- Your task: Every line from the line containing "Note: annotate every instance of the cloud" through the final line of the data is to be printed exactly; no other line is to appear.
*** Records for this exercise ***
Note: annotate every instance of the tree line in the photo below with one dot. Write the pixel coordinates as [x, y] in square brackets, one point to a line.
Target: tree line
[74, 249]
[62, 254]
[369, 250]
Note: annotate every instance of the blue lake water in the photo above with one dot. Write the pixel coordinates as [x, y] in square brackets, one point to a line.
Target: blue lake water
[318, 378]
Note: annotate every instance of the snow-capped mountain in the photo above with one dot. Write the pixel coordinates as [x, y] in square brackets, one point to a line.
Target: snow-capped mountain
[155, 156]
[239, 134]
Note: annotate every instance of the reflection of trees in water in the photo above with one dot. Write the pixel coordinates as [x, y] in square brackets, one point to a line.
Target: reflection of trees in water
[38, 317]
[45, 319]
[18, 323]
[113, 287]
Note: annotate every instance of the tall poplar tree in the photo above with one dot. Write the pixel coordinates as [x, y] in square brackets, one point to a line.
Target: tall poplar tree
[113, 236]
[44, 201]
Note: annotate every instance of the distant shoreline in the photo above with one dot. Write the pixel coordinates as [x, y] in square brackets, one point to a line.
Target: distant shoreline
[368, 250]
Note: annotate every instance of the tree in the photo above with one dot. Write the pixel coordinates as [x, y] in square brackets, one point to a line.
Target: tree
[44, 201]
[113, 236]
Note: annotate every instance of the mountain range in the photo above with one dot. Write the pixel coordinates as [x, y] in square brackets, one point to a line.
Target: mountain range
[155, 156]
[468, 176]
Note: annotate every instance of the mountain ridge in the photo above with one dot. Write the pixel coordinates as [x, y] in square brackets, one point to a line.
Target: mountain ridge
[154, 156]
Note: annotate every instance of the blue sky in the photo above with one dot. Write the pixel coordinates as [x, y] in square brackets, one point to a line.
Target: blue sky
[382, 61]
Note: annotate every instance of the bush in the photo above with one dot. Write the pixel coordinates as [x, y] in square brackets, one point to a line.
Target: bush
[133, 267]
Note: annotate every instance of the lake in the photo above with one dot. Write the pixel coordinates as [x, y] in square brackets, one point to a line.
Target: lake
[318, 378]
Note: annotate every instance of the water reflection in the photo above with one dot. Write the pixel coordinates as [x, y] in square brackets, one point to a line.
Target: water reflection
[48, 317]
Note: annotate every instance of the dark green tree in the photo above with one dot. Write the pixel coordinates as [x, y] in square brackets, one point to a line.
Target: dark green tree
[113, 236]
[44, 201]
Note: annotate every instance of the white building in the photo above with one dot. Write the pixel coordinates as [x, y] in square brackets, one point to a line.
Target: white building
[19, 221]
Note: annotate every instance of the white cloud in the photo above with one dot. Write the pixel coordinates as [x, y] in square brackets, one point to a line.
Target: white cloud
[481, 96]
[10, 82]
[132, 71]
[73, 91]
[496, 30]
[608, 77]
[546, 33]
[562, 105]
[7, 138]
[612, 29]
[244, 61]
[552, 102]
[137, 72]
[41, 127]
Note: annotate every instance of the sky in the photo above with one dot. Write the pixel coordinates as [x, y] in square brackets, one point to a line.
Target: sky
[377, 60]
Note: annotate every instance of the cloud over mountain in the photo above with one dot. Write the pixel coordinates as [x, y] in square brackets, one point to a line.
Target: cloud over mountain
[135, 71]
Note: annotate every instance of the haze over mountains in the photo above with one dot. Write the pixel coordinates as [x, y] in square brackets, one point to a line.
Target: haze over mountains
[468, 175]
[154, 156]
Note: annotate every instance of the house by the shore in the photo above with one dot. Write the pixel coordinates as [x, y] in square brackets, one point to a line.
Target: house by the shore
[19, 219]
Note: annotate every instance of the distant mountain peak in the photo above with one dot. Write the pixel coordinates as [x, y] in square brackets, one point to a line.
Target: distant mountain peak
***
- Expected output:
Note: annotate every instance of the cloud over mountain in the photo above with one dot. Write the pixel coordinates as [x, y] in square brackets, one point to a line.
Target: cloud over mountain
[135, 71]
Note: annotate every instance of the haze over mountains in the photo above with one dot. Write the pixel coordinates as [x, y] in square brackets, one point to a line.
Target: haze over mountains
[468, 175]
[154, 156]
Note: annotate every instance of the house by the shore in the photo above with one dot. Write the pixel coordinates as [x, y] in square brackets, one point to a line.
Target: house by the shore
[19, 219]
Note: annotate every instance of the distant mountain peak in the photo above with one dot. Write the pixel coordinates as [x, y] in square brackets, one point to a line.
Target: distant mountain peak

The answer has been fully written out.